**THE REQUEST:**
How many lines in the material below contain the string "front"? Reply with the count alone.

**STORED ROWS:**
——
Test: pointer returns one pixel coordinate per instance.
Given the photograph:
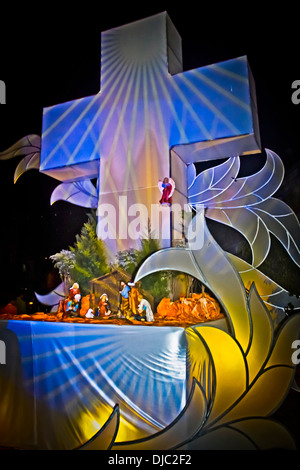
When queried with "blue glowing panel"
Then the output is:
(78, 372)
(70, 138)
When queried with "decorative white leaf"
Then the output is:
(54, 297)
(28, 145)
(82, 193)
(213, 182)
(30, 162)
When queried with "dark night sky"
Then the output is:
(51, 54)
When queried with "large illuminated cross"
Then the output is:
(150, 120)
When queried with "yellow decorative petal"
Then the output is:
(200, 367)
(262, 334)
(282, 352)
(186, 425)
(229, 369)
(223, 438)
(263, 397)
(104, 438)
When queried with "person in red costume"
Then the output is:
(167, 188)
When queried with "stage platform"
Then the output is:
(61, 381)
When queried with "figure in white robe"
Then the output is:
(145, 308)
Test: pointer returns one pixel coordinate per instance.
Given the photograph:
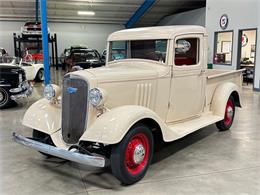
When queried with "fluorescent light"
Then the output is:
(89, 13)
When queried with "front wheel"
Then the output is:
——
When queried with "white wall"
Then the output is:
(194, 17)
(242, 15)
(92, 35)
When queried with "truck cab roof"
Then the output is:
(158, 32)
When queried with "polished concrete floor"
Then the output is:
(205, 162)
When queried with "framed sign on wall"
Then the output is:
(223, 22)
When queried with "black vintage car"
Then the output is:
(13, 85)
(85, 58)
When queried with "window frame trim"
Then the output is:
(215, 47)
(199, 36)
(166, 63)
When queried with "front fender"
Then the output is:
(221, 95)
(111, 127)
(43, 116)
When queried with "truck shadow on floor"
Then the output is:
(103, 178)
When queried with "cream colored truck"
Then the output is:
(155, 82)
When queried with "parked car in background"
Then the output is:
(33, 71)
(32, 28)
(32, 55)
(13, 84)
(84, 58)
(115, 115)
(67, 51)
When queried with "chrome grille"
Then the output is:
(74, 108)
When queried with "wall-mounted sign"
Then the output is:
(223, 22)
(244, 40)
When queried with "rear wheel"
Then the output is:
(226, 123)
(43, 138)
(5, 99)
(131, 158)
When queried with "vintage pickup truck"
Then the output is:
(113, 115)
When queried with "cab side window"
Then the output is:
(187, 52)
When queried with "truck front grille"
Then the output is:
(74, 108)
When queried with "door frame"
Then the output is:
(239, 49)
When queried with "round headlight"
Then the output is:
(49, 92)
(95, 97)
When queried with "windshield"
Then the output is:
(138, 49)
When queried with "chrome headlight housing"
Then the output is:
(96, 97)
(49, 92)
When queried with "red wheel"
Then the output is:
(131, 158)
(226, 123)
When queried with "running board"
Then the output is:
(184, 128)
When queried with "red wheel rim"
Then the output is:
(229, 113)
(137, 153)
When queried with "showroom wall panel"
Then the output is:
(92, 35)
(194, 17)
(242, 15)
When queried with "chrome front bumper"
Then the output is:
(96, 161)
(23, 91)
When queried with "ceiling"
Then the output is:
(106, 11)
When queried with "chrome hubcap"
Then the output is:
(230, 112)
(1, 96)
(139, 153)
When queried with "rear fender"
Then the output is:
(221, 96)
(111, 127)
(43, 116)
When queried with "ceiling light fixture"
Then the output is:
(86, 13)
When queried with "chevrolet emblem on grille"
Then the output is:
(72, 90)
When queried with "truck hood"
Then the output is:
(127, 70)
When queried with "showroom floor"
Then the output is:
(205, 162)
——
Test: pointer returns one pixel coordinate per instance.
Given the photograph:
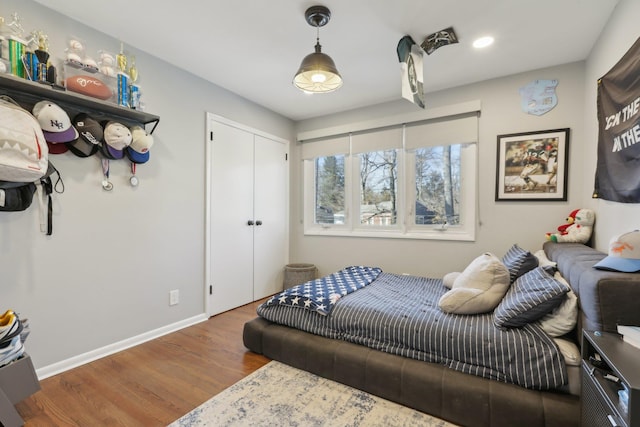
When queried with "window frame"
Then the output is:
——
**COMPLETED TASK:**
4